Task item: Which of the lines below include the word "orange"? Pull each one out.

[Entries taken from a collection]

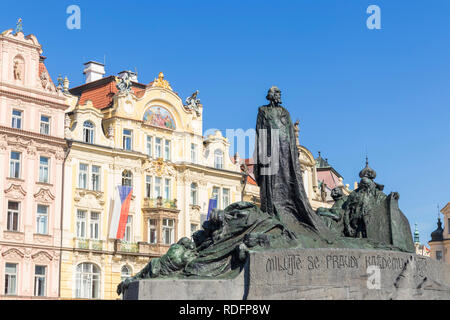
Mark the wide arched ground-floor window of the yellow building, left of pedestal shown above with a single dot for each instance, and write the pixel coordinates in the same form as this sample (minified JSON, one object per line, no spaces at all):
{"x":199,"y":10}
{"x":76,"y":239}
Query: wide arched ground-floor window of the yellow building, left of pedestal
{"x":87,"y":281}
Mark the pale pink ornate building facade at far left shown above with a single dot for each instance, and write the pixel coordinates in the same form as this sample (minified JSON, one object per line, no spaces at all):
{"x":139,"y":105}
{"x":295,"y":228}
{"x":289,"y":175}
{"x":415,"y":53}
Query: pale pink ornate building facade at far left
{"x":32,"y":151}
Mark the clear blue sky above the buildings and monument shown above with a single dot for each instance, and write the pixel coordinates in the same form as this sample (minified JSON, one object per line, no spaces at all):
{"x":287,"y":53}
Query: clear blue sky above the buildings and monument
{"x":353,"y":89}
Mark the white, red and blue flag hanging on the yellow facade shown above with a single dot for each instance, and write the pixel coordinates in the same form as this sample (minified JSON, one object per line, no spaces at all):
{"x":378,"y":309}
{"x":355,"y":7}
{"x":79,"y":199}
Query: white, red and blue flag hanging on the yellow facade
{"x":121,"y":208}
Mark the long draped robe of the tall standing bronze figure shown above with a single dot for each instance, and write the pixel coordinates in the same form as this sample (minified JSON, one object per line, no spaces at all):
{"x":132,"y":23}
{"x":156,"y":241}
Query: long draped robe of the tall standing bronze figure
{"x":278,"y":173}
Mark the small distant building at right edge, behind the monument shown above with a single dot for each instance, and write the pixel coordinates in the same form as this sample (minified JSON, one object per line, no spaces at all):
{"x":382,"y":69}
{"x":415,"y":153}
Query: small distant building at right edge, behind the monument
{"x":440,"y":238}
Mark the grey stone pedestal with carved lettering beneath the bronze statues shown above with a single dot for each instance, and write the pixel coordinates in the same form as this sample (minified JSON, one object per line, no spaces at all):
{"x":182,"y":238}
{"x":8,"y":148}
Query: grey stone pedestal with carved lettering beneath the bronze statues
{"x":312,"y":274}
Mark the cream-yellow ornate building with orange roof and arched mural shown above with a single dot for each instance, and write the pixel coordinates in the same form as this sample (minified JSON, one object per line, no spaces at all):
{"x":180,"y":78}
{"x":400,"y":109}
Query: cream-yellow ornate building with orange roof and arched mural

...

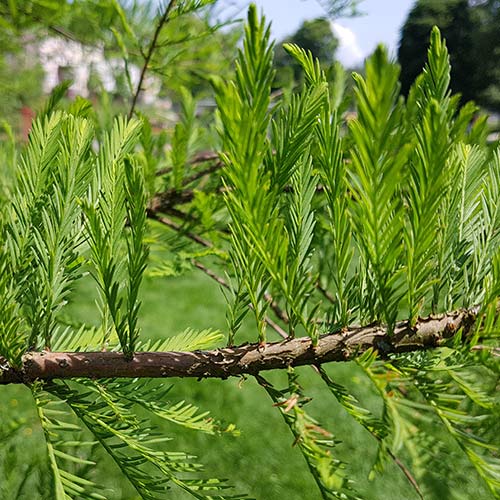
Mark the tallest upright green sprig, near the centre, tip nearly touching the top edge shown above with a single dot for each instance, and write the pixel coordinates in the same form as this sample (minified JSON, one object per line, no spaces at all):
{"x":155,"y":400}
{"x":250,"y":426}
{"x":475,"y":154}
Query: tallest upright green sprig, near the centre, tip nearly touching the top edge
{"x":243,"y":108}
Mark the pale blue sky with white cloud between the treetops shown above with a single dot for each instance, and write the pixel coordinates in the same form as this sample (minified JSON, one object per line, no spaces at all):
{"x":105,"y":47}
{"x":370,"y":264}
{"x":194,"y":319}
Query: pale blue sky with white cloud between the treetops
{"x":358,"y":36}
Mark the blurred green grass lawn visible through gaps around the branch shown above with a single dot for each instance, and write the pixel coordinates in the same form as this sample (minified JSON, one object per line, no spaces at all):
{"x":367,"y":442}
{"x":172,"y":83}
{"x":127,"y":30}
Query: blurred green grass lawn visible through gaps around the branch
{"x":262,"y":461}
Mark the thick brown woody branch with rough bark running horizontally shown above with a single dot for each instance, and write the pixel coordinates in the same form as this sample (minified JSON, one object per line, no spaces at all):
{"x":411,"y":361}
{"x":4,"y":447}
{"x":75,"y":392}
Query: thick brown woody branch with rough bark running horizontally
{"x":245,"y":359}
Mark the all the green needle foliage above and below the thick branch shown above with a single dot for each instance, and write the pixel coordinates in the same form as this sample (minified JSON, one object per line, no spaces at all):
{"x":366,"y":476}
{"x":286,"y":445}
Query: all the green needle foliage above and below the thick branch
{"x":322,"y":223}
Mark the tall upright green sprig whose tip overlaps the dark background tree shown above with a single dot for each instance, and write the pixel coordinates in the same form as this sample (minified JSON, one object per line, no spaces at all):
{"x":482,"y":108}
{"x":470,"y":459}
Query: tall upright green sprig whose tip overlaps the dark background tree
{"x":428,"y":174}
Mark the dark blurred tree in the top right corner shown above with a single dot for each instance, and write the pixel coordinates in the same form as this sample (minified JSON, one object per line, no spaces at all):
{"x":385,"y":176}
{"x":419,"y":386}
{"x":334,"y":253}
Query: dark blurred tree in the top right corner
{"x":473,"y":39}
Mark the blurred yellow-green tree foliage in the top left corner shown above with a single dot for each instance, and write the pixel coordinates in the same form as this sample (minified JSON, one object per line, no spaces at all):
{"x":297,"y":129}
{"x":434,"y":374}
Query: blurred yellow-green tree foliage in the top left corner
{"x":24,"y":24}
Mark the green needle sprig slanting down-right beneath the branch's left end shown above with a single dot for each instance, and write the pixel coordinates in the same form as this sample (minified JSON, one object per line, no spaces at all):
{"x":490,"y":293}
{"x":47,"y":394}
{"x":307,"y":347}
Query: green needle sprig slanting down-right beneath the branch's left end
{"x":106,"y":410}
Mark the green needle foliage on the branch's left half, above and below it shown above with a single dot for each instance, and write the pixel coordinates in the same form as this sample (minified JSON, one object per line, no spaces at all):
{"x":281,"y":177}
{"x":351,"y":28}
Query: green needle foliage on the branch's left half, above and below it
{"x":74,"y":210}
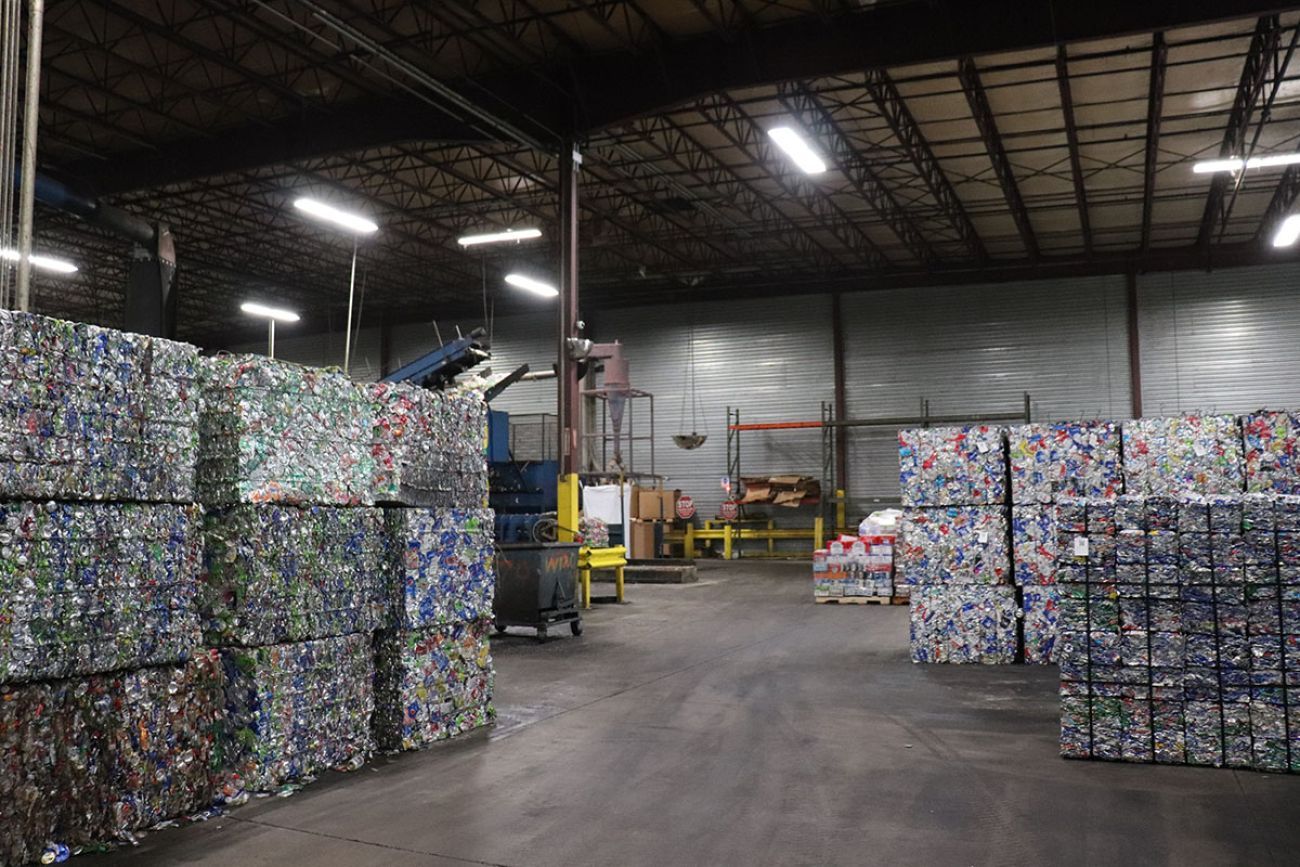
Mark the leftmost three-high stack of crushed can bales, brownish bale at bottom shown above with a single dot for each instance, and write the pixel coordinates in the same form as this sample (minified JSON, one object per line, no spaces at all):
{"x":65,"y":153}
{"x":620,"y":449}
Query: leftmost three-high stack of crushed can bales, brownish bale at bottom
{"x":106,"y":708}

Answer box:
Mark the cream-yellow ornate building with orange roof and arched mural shown above with a single dot for each instance, and write the pixel coordinates in the same form as this sample (minified JSON, one object per line, no spaces at all):
Query: cream-yellow ornate building with orange roof and arched mural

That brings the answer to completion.